(Stored records)
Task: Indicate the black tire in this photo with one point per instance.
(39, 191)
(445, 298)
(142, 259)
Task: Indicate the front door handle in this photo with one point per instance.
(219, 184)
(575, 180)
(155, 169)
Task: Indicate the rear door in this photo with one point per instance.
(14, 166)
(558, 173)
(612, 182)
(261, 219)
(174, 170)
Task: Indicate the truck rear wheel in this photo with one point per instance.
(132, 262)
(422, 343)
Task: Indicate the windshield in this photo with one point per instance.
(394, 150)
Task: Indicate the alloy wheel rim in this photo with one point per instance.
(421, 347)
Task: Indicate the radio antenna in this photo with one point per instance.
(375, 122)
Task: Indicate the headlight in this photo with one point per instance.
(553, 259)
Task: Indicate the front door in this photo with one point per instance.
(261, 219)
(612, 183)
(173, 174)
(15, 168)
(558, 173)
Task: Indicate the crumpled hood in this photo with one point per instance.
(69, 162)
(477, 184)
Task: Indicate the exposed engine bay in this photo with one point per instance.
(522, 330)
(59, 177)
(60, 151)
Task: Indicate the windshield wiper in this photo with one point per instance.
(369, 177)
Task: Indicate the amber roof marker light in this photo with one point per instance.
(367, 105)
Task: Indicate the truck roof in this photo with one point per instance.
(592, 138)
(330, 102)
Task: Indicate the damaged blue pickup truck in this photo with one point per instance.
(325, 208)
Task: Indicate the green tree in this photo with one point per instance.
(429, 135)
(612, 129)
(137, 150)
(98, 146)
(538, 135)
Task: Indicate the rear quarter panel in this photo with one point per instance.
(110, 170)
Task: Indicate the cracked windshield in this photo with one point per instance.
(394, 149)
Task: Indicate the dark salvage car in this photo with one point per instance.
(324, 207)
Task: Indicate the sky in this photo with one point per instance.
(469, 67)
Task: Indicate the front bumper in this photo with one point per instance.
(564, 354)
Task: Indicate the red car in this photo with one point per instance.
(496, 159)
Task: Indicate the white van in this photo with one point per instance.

REQUIREMENTS:
Convert the entries above into a Markdown table with two columns, Row and Line. Number each line in order and leave out any blank lines.

THE RESPONSE:
| Row | Line |
|---|---|
| 1 | Task: Indicate the black tire in this photo with one point per instance. |
| 2 | (39, 191) |
| 3 | (445, 298) |
| 4 | (142, 259) |
| 5 | Task: Indicate the front door handle in this photo with one point per instance. |
| 6 | (219, 184) |
| 7 | (575, 180) |
| 8 | (155, 169) |
| 9 | Task: Indicate the rear door in this photo with one point per instance. |
| 10 | (14, 166) |
| 11 | (558, 173) |
| 12 | (612, 182) |
| 13 | (261, 219) |
| 14 | (174, 170) |
| 15 | Task: Indicate the truck rear wheel in this photo with one point per instance. |
| 16 | (132, 262) |
| 17 | (422, 343) |
| 18 | Task: Indicate the windshield in this photo with one point per instance. |
| 19 | (394, 150) |
| 20 | Task: Indicate the alloy wheel rim in this photo with one point per instance. |
| 21 | (421, 347) |
| 22 | Task: Indicate the radio antenna in this photo with one point per instance. |
| 23 | (375, 122) |
| 24 | Task: Indicate the headlight in this photo with one point per instance. |
| 25 | (553, 259) |
| 26 | Task: Indicate the front door in this photo with one point per instance. |
| 27 | (261, 219) |
| 28 | (612, 183) |
| 29 | (173, 174) |
| 30 | (15, 168) |
| 31 | (558, 173) |
| 32 | Task: Indicate the crumpled hood in this photo with one point per instance. |
| 33 | (69, 162) |
| 34 | (477, 184) |
| 35 | Task: Indicate the exposed engine bay in this photo with one point per instance. |
| 36 | (522, 330) |
| 37 | (59, 177) |
| 38 | (60, 151) |
| 39 | Task: Indicate the windshield wiper in this photo with one point per instance. |
| 40 | (369, 177) |
| 41 | Task: Indicate the amber roof marker light in this photo with one point per instance. |
| 42 | (367, 105) |
| 43 | Task: Indicate the truck roof in this photo with one point per instance. |
| 44 | (592, 138) |
| 45 | (330, 102) |
| 46 | Task: Indicate the damaged blue pickup truck in this photo with one point per instance. |
| 47 | (325, 208) |
| 48 | Task: Indicate the green tree in this photo with one point per instance. |
| 49 | (429, 135) |
| 50 | (612, 129) |
| 51 | (137, 150) |
| 52 | (98, 146) |
| 53 | (538, 135) |
| 54 | Task: Indicate the rear quarter panel in this photo with one point per instance. |
| 55 | (110, 170) |
| 56 | Task: Indicate the cracked windshield in this photo with one point per instance. |
| 57 | (394, 149) |
| 58 | Task: Indicate the dark salvage car in this photo with one point per instance. |
| 59 | (324, 207) |
| 60 | Task: Indicate the sky in this photo with one point per instance. |
| 61 | (469, 67) |
| 62 | Task: Indicate the front bumper in this photo with one point per instance. |
| 63 | (564, 354) |
| 64 | Task: Indicate the red car in this photo with one point per instance. |
| 65 | (496, 159) |
| 66 | Task: Indicate the white van in this photo with one point per instance. |